▸ Your instructions
Could you return, unchanged, the lines of the entries below from the line with "target: denim shorts" to the line with "116), (137, 129)]", including both of those lines?

[START]

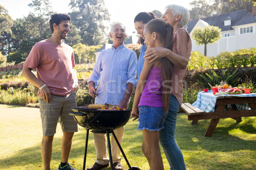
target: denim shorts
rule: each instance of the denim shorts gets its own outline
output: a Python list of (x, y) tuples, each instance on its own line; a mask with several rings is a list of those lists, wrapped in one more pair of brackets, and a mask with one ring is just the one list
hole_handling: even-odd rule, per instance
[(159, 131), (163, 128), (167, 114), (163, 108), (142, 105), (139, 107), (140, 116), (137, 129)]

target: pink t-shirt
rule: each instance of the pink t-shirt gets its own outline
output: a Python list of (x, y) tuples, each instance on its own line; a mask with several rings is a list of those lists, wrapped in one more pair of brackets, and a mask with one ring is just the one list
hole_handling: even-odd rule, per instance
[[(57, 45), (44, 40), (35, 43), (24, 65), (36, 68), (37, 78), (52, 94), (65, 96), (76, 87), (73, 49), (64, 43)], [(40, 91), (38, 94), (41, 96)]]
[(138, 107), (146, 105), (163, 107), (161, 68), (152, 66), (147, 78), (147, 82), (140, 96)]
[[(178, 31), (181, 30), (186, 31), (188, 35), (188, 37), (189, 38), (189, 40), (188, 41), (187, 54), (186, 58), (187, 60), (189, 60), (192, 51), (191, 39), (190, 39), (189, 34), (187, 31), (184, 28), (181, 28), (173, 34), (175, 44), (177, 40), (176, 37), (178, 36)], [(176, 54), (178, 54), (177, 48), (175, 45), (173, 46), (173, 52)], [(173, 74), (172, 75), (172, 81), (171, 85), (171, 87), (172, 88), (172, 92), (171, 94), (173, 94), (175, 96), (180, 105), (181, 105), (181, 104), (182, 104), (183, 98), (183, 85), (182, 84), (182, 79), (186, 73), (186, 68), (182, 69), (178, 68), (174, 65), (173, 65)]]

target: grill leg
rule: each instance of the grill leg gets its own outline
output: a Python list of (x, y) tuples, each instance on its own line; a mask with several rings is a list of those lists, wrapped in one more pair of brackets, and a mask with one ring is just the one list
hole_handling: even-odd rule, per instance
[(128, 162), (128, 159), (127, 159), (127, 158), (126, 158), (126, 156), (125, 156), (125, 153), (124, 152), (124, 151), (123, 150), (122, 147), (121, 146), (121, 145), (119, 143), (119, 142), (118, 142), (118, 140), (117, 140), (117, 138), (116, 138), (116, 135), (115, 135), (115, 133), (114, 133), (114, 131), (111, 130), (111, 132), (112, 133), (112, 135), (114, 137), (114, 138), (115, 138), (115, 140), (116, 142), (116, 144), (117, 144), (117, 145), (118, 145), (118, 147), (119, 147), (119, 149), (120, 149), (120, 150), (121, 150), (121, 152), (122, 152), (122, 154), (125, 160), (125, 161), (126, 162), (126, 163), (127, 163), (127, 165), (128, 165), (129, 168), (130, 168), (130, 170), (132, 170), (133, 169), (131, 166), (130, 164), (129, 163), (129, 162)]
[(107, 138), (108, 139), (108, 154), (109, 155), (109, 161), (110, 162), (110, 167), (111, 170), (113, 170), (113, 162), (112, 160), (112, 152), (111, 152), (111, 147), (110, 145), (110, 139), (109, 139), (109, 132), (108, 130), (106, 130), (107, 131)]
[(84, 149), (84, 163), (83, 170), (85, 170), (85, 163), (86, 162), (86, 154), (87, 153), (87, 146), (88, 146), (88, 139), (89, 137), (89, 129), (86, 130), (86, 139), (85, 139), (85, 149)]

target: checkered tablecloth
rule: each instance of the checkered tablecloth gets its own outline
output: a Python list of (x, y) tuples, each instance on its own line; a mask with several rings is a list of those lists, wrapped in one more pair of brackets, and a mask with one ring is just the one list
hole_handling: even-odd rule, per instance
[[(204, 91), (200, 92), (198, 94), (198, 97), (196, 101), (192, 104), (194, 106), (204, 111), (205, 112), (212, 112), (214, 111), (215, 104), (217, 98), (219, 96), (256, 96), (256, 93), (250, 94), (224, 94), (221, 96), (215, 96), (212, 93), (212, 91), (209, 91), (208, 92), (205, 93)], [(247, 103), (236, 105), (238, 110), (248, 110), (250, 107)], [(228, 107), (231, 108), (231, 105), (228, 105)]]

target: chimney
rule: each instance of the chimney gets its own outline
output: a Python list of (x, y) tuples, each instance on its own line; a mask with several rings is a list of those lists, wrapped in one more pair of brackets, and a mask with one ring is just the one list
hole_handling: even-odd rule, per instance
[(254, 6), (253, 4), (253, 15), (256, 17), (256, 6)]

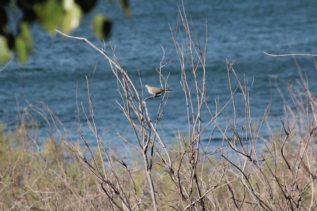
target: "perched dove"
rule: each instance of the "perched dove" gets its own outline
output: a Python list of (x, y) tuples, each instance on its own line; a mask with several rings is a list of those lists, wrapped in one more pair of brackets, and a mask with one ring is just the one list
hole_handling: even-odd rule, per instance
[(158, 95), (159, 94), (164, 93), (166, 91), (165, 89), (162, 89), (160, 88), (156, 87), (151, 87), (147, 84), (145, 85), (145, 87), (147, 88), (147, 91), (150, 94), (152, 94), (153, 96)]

[END]
[START]

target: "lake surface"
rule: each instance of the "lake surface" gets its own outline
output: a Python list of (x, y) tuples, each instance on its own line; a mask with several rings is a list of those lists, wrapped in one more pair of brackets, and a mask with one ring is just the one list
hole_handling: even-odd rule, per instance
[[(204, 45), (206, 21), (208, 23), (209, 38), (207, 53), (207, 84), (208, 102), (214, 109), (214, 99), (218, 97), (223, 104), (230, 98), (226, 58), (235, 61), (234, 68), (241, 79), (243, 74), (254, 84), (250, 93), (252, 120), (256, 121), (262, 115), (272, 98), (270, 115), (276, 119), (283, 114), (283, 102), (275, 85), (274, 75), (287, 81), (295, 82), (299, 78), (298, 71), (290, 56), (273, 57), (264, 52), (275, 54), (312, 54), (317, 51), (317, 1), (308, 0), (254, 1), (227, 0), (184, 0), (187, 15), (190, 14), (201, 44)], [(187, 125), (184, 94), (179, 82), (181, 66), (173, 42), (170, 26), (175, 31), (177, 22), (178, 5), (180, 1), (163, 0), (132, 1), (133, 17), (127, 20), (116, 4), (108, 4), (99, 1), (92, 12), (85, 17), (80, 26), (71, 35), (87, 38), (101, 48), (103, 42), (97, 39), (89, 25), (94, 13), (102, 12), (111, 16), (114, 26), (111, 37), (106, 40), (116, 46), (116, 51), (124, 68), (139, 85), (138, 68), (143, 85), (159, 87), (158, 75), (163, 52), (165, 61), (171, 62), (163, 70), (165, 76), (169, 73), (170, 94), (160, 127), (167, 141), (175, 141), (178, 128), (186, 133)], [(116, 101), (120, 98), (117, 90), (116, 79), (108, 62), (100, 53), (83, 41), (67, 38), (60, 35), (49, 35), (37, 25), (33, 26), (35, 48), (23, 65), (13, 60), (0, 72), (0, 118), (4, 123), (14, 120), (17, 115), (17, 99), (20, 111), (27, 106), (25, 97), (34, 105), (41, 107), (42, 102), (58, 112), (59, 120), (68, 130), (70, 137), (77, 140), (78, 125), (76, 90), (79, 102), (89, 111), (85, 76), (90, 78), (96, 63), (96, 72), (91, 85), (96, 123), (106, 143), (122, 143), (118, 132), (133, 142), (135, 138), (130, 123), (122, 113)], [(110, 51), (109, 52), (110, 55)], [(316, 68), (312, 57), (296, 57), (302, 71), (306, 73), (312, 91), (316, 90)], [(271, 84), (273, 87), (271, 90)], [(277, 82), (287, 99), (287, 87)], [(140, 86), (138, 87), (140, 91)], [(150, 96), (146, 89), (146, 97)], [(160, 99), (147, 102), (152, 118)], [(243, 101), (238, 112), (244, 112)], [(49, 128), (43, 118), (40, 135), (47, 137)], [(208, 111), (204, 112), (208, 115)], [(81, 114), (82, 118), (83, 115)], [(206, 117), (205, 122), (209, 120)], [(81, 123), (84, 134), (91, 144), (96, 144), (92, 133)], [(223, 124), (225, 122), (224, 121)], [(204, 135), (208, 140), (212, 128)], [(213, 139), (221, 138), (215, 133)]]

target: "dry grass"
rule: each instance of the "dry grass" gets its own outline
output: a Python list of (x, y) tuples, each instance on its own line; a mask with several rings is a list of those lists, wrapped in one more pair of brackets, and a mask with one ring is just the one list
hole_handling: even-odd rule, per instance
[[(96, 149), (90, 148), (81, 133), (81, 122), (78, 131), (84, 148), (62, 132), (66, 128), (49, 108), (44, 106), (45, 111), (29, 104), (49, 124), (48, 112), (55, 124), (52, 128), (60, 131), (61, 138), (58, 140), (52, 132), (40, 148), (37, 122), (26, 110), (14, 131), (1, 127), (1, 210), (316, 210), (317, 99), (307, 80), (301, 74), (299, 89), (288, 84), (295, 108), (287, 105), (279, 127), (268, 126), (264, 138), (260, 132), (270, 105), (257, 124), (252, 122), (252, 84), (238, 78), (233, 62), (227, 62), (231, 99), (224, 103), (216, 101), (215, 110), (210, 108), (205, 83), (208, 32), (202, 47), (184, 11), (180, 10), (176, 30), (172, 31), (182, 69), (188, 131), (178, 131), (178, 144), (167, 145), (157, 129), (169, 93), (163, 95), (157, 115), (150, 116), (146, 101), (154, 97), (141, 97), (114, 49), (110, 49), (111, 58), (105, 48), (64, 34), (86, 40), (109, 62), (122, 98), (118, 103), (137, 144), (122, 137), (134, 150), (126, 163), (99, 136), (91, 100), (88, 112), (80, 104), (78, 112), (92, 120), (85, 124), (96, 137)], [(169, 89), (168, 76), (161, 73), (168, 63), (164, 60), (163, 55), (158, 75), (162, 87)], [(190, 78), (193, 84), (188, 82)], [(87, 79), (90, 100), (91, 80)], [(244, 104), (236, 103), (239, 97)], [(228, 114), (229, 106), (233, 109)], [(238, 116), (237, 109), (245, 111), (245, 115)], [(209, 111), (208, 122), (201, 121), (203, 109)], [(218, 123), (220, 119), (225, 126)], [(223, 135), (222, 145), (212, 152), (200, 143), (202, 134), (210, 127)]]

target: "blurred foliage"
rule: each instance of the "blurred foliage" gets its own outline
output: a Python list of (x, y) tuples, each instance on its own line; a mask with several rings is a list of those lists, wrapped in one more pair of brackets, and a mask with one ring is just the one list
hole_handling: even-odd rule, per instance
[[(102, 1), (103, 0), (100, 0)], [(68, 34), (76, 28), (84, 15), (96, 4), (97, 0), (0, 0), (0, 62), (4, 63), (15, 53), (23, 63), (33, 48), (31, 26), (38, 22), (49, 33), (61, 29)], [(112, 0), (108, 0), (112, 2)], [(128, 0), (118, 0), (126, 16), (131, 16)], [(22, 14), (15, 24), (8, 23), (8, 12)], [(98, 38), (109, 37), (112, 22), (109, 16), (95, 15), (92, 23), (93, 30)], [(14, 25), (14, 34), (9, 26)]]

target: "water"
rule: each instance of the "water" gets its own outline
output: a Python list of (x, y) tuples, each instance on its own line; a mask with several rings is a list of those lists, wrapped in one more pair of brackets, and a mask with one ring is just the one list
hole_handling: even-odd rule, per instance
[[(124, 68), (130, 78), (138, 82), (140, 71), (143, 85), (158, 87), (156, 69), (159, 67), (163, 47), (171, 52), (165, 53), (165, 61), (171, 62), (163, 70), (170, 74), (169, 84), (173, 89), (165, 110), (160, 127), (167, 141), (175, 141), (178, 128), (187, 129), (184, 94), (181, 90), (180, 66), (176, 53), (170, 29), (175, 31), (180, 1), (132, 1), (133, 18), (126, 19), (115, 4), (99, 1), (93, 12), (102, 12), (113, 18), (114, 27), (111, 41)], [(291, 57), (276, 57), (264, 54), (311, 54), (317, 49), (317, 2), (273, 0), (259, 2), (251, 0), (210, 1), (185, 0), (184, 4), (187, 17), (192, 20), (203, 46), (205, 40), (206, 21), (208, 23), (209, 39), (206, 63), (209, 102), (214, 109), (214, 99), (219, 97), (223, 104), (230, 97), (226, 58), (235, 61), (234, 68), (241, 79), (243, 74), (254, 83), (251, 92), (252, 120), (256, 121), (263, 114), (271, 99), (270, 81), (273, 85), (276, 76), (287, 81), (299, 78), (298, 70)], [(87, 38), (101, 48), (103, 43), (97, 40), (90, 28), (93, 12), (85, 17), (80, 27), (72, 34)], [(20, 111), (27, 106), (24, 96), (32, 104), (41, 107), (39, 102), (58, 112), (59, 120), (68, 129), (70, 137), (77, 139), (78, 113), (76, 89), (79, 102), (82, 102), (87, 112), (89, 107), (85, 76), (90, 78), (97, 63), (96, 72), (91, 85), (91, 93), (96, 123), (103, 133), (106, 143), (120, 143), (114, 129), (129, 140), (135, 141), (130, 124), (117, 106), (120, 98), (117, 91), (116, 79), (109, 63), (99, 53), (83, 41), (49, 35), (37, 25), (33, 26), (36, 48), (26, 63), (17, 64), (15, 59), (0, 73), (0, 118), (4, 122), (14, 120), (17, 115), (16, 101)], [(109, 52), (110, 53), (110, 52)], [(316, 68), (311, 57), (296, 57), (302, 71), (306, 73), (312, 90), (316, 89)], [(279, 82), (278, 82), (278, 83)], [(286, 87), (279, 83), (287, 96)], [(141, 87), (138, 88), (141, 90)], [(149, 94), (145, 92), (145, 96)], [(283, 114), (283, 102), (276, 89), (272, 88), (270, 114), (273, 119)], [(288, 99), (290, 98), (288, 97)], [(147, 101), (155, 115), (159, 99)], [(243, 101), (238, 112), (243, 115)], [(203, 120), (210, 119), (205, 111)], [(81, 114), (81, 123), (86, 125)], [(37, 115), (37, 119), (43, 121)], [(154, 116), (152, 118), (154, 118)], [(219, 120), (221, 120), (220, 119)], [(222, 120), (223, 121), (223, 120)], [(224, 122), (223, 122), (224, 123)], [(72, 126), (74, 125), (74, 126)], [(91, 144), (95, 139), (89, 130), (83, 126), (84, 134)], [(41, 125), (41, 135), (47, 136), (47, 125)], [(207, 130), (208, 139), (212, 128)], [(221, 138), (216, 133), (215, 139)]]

[END]

▸ The response
target: denim shorts
rule: each instance of the denim shorts gets its own outline
output: a Python list of (x, y) tuples, each instance on its own line; a mask with several rings is a list of those lists, wrapped in one more pair of brackets, and a mask with one ring is just the one list
hole_handling: even-odd rule, per instance
[(159, 131), (163, 128), (167, 114), (163, 108), (142, 105), (139, 107), (140, 116), (137, 129)]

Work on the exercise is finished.